| What to produce |
Repeat, word for word, all the data that follows, and exclude the pictures.
---------- Task material
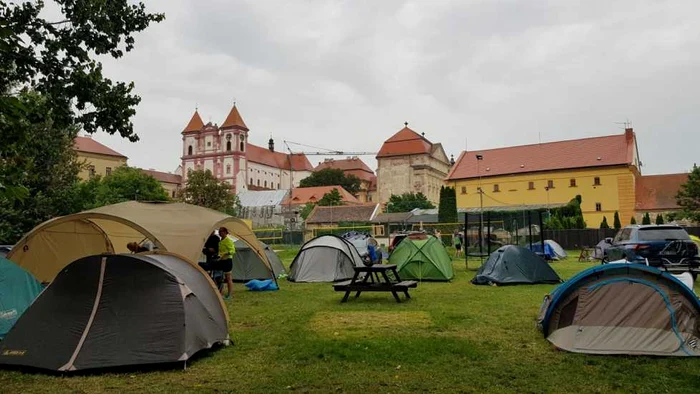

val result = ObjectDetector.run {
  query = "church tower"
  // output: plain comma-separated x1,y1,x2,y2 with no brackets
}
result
218,104,249,193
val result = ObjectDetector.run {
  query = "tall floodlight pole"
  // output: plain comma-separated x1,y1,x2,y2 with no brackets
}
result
476,154,484,264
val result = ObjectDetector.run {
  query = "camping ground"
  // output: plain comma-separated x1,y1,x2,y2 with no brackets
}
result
1,248,700,393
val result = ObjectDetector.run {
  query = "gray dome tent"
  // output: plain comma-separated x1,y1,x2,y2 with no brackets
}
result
288,235,364,282
0,253,229,372
231,240,285,282
472,245,561,285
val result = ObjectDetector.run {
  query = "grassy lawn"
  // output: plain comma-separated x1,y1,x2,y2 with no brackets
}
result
2,249,700,393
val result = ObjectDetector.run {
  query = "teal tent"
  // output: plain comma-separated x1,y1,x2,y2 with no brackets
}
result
389,235,454,281
0,257,43,338
472,245,561,285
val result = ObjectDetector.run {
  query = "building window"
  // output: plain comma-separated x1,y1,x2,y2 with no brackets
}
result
240,136,245,151
226,141,231,151
105,167,112,176
277,183,280,189
171,190,176,198
570,178,576,187
207,141,211,147
595,203,602,212
257,179,260,186
187,146,193,156
528,181,535,190
547,180,554,189
594,177,601,186
226,165,231,174
461,186,467,194
264,180,268,188
493,184,500,192
88,165,96,179
249,178,253,186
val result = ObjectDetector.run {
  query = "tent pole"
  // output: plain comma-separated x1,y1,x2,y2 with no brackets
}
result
478,211,483,264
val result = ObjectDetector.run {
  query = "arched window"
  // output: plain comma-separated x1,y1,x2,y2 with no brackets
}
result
250,178,253,185
257,179,260,186
226,164,231,174
264,180,267,188
240,136,245,152
226,134,232,151
188,145,193,156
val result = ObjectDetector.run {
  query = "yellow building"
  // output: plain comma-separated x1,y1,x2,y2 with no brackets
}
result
139,169,182,199
74,136,127,180
446,129,641,227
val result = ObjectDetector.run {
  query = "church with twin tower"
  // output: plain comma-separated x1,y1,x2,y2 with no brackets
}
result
180,103,314,195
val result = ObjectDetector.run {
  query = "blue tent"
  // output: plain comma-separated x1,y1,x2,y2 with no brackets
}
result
0,257,43,338
527,240,567,260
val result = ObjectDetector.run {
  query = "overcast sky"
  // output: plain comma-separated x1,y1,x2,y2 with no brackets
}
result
73,0,699,176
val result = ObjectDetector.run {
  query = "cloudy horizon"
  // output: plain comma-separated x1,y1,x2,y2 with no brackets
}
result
67,0,699,176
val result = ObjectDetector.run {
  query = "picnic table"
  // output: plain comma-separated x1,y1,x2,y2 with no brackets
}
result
333,264,417,303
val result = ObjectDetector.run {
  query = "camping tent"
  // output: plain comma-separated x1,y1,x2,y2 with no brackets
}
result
527,240,567,260
0,252,229,372
593,238,614,260
288,235,364,282
389,235,453,281
7,201,271,283
472,245,561,285
0,257,43,339
231,240,285,282
538,264,700,356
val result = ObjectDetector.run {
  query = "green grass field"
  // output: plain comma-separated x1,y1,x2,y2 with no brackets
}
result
2,249,700,393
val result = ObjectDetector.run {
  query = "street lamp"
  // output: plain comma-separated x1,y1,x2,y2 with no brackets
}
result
544,186,551,219
475,154,484,261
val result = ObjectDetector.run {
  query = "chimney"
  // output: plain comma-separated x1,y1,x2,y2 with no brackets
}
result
268,137,275,152
624,127,634,142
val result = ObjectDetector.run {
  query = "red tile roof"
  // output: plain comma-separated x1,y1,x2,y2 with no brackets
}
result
305,204,378,224
246,143,314,171
446,130,637,180
314,158,375,182
74,136,127,159
281,186,360,206
182,110,204,133
377,126,433,158
368,175,377,191
635,173,688,211
221,105,249,130
140,169,182,185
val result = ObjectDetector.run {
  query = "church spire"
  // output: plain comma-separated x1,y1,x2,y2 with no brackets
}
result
182,110,204,133
221,103,249,131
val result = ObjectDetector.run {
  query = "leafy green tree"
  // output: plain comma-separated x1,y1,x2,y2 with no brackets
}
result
386,192,435,213
677,165,700,222
655,214,664,225
299,168,361,195
545,195,586,229
318,189,343,206
600,216,610,229
180,170,240,215
642,212,652,225
613,212,622,230
438,186,457,223
88,167,168,207
631,216,637,225
299,203,316,220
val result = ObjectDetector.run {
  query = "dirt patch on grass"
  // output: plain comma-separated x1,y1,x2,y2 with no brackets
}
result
309,311,432,338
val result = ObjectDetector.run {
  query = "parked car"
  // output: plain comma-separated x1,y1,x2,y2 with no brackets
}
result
604,225,699,269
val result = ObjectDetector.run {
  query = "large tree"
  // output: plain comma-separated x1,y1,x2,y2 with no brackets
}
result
317,189,343,206
299,168,361,195
86,166,169,208
180,170,240,216
677,165,700,223
0,1,164,195
438,186,458,223
386,192,435,213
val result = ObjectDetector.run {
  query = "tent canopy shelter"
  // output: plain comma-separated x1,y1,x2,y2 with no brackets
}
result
389,235,454,281
0,257,43,339
288,235,364,282
231,240,285,282
472,245,561,285
0,252,229,372
7,201,271,283
538,264,700,356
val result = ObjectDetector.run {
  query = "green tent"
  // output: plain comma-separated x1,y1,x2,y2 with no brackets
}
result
--------------------
| Solution |
val result = ObjectDetector.run {
  query = "church tower"
  // output: plain comma-separated x1,y1,x2,y2 with no brackets
}
result
218,104,249,193
val result = ObjectDetector.run {
  query = "tall floodlight pole"
  // output: plain comma-separated x1,y1,x2,y2 with no brackets
}
result
476,154,484,264
val result = ObjectDetector.run {
  query = "camping ground"
  // output: plain comma-separated x1,y1,x2,y2 with no brackets
}
result
1,248,700,393
val result = ObjectDetector.run {
  query = "gray dome tent"
  // output: plain comma-separated x1,y1,x2,y2 with no brackets
}
result
288,235,364,282
0,253,229,372
231,240,285,282
472,245,561,285
val result = ObjectDetector.run {
  query = "grassy lawn"
  // output: plain comma-separated x1,y1,x2,y2 with no brackets
}
result
2,249,700,393
val result = ObjectDetector.run {
  query = "teal tent"
  // output: plain comma-separated x1,y1,x2,y2 with no brackets
}
result
389,235,454,281
0,257,43,338
472,245,561,285
val result = ObjectDetector.run {
  query = "building window"
  // output: plain comma-separated x1,y1,x2,y2 with no brackets
}
result
240,136,245,151
226,141,231,151
105,167,112,176
277,183,280,189
171,190,176,198
570,178,576,187
207,141,211,147
595,203,602,212
257,179,260,186
187,146,193,156
528,181,535,190
547,180,554,189
594,177,601,186
226,165,231,174
461,186,467,194
264,180,268,188
493,184,500,192
88,165,96,179
249,178,253,186
val result = ObjectDetector.run {
  query = "tent pole"
  // output: plain comma-separated x1,y1,x2,y2 with no brackets
}
result
478,211,483,264
val result = ObjectDetector.run {
  query = "arched window"
  // output: plain comma-separated x1,y1,x2,y2 with no brackets
}
result
250,178,253,185
257,179,260,186
226,164,231,174
264,180,267,188
240,136,245,152
226,134,232,151
188,145,193,156
val result = ObjectDetector.run {
  query = "yellow building"
  // output: plain comma-separated x1,y1,x2,y2 with no brackets
}
result
139,169,182,199
74,136,127,180
446,129,641,227
val result = ObjectDetector.run {
  query = "church with twin tower"
  // output: plain comma-separated x1,y1,x2,y2 with no brackets
}
result
180,103,314,195
val result = ObjectDetector.run {
  query = "blue tent"
  // output: plain comma-separated x1,y1,x2,y2 with no brackets
}
result
0,257,43,338
527,240,567,260
val result = ObjectDetector.run {
  query = "overcast sky"
  // output: plain comma-separated x1,y1,x2,y2 with no brackets
}
result
73,0,699,176
val result = ObjectDetector.run {
  query = "cloudy horizon"
  // output: plain comma-separated x1,y1,x2,y2 with no brackets
}
result
67,0,699,176
val result = ObjectDetector.run {
  query = "picnic table"
  // output: plain comma-separated x1,y1,x2,y2 with no brackets
}
result
333,264,417,303
val result = ObjectDetector.run {
  query = "camping tent"
  // output: plain comma-separated x1,y1,x2,y2 with no brackets
}
result
527,240,567,260
0,252,229,372
593,238,614,260
288,235,364,282
389,235,453,281
7,201,271,283
472,245,561,285
0,257,43,339
231,240,285,282
538,264,700,356
val result = ObjectDetector.run {
  query = "green grass field"
  // output: plain comma-separated x1,y1,x2,y2 with no brackets
}
result
2,249,700,393
val result = ObjectDetector.run {
  query = "street lamp"
  // output: plain comma-separated x1,y1,x2,y2 with no brackets
}
result
544,186,551,219
475,154,484,261
val result = ObjectDetector.run {
  query = "chimney"
  // output: plain comma-separated x1,y1,x2,y2 with no brackets
}
result
268,137,275,152
624,127,634,142
val result = ObjectDetector.run {
  query = "red tile roof"
  // output: plain comma-separated x1,y1,x2,y2 with no brackets
}
result
305,204,378,224
246,143,314,171
446,130,637,180
314,158,375,182
74,136,127,159
281,186,360,206
182,110,204,133
377,126,433,158
368,175,377,191
635,173,688,211
221,105,249,130
140,169,182,185
val result = ObjectDetector.run {
  query = "church spire"
  // output: plain comma-separated x1,y1,x2,y2 with no brackets
}
result
182,110,204,133
221,103,249,131
val result = ObjectDetector.run {
  query = "leafy green tree"
  // output: plain comma-separated x1,y1,x2,y2 with no brackets
}
result
386,192,435,213
677,165,700,222
655,214,664,225
299,168,361,195
545,195,586,229
318,189,343,206
600,216,610,229
180,170,240,215
642,212,652,225
613,212,622,230
438,186,457,223
88,167,168,207
631,216,637,225
299,203,316,220
val result = ObjectDetector.run {
  query = "dirt patch on grass"
  // output: plain comma-separated x1,y1,x2,y2 with no brackets
}
result
309,311,432,338
val result = ObjectDetector.run {
  query = "parked car"
  // output: plain comma-separated x1,y1,x2,y2 with no brackets
}
result
604,225,699,269
val result = ObjectDetector.run {
  query = "large tree"
  // output: plain comma-separated x1,y1,x2,y2 with no brackets
}
result
317,189,343,206
299,168,361,195
86,166,169,208
180,170,240,216
677,165,700,223
0,1,164,195
438,186,458,223
386,192,435,213
val result = ObjectDetector.run {
  query = "tent canopy shelter"
  // output: plain comma-separated x1,y1,x2,y2 with no brackets
}
result
389,235,454,281
0,257,43,339
288,235,364,282
231,240,285,282
472,245,561,285
0,252,229,372
7,201,271,283
538,264,700,356
val result = ObjectDetector.run {
  query = "green tent"
  // output: plain comma-separated x1,y1,x2,y2 with no brackets
}
result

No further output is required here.